Output the records exactly. Include every line.
____
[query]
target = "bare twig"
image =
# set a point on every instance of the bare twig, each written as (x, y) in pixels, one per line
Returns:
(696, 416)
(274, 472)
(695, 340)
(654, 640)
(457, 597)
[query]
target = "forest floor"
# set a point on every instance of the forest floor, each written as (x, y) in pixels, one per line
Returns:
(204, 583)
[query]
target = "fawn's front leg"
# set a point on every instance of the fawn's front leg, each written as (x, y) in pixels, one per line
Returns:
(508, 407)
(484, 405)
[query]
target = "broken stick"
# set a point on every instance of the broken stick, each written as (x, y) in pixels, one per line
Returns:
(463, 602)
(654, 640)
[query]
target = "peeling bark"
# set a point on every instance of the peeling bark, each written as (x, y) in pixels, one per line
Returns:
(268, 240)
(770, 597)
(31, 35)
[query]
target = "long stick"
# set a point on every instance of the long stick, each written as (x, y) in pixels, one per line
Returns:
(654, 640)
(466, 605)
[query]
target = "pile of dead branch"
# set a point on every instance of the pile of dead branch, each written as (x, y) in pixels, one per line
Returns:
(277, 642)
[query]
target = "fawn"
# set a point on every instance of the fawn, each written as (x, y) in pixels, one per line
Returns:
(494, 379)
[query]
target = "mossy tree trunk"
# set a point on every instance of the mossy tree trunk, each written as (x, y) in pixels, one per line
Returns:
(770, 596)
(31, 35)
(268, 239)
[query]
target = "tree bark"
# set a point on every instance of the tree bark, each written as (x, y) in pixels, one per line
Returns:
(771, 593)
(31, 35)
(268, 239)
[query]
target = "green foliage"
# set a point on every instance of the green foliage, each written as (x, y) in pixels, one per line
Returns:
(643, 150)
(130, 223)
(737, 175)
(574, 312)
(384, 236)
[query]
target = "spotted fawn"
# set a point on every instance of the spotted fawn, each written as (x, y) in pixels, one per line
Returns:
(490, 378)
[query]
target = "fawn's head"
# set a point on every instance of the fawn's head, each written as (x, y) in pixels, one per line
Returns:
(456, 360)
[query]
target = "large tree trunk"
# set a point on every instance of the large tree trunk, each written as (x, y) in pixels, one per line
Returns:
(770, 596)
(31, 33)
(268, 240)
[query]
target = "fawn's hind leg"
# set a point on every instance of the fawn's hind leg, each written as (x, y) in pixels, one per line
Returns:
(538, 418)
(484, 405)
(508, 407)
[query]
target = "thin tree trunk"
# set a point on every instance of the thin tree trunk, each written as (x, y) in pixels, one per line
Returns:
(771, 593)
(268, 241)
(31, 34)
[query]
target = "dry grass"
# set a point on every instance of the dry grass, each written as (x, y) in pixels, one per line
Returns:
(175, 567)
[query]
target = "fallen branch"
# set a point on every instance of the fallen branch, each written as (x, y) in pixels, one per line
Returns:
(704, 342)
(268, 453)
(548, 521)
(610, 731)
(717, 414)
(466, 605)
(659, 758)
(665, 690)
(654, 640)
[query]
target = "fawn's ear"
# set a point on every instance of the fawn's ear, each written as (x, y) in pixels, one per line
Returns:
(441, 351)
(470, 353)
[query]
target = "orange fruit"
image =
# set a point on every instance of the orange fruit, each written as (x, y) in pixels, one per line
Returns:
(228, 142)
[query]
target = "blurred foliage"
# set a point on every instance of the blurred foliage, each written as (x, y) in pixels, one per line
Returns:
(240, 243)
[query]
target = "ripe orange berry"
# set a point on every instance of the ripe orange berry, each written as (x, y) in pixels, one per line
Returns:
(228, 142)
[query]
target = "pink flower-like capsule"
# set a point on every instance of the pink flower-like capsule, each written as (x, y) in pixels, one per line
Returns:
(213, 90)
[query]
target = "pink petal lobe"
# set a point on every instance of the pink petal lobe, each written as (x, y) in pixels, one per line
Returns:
____
# Answer in full
[query]
target = "bare twig"
image =
# set a point on every instance of the bare twig, each written as (x, y) in pixels, one per line
Returns:
(696, 416)
(274, 472)
(695, 340)
(654, 640)
(457, 597)
[query]
target = "forest floor"
# set a point on every instance of the forest floor, each written as (x, y) in pixels, one per line
Returns:
(204, 583)
[query]
target = "fawn's front leg"
# set a point on every instance of the fawn's front leg, each written as (x, y) in pixels, one per line
Returns:
(508, 407)
(484, 405)
[query]
target = "broken stick"
# set a point on every instance of the broken stick, each written as (x, y) in pixels, one per line
Returns:
(463, 602)
(654, 640)
[query]
target = "peeling bark"
# set a point on every instance of the peeling bark, each written as (x, y) in pixels, one per line
Returns:
(268, 240)
(770, 597)
(31, 35)
[query]
target = "long stick"
# set a point on every instance of the long stick, each written as (x, y) in pixels, one per line
Returns:
(654, 640)
(466, 605)
[query]
target = "pile of dead branch"
# set a point on every instance of the pile of dead branch, each written as (x, y) in pixels, one per line
Returns:
(277, 642)
[query]
target = "fawn"
# set a point on every instance of the fawn, each written as (x, y) in pixels, one per line
Returns:
(494, 379)
[query]
target = "mossy tree trunk"
# set a point on every instance of the mossy tree trunk, each written as (x, y) in pixels, one per line
Returns:
(770, 596)
(31, 35)
(268, 239)
[query]
target = "tree bark"
# set a point on every instance of the tree bark, each written as (x, y) in pixels, one per line
Returns:
(771, 593)
(31, 35)
(268, 239)
[query]
target = "green foliage"
# set a point on every instance of the green foliage, each written as (x, y) in pixels, one per line
Returns:
(643, 150)
(130, 223)
(737, 175)
(574, 312)
(384, 236)
[query]
target = "spotted fawn"
# set a point on every instance of the spotted fawn, each written as (x, y) in pixels, one per line
Returns:
(490, 378)
[query]
target = "fawn's head"
# set a point on every instance of the fawn's head, each written as (x, y) in pixels, one per line
Returns:
(456, 360)
[query]
target = "large tree trunk"
# set a point on every instance of the large tree trunk, each written as (x, y) in pixels, one per line
Returns:
(770, 596)
(31, 33)
(268, 240)
[query]
target = "fawn's hind leg"
# set a point on every instance of the fawn's hind leg, each written as (x, y) in pixels, one per line
Returns:
(538, 418)
(484, 405)
(508, 407)
[query]
target = "thin tree trunk"
# set a point on every instance of the thin tree trunk, each written as (x, y) in pixels, one per line
Returns:
(771, 593)
(268, 241)
(31, 34)
[query]
target = "dry grass"
# set a point on every instance of the dry grass, each written as (x, y) in pixels, one per line
Returns:
(175, 567)
[query]
target = "fallen branch"
# set a point on every instance of the fallen branch, each written as (x, y) in pixels, one per line
Returns:
(704, 342)
(268, 453)
(548, 521)
(610, 731)
(717, 414)
(466, 605)
(659, 758)
(665, 690)
(654, 640)
[query]
target = "fawn's ear"
# set a point on every instance of the fawn's ear, each written as (x, y) in pixels, one per line
Returns:
(441, 351)
(470, 353)
[query]
target = "orange fruit"
image =
# set a point on every instance of the orange fruit, each written as (x, y) in pixels, one per line
Returns:
(228, 142)
[query]
target = "blurred foliage"
# set a point on every instance of the blurred foliage, each written as (x, y) in pixels, one per line
Returns:
(240, 243)
[query]
target = "ripe orange berry"
# set a point on every instance of the ripe orange berry, each written as (x, y) in pixels, one per line
Returns:
(228, 142)
[query]
target = "pink flower-like capsule"
# set a point on every instance of the pink flower-like capsule, each written as (x, y) in pixels, one per line
Returns:
(213, 90)
[query]
target = "pink petal lobe"
# set a point on every instance of the pink petal lobe, each written as (x, y) in pixels, one per line
Returns:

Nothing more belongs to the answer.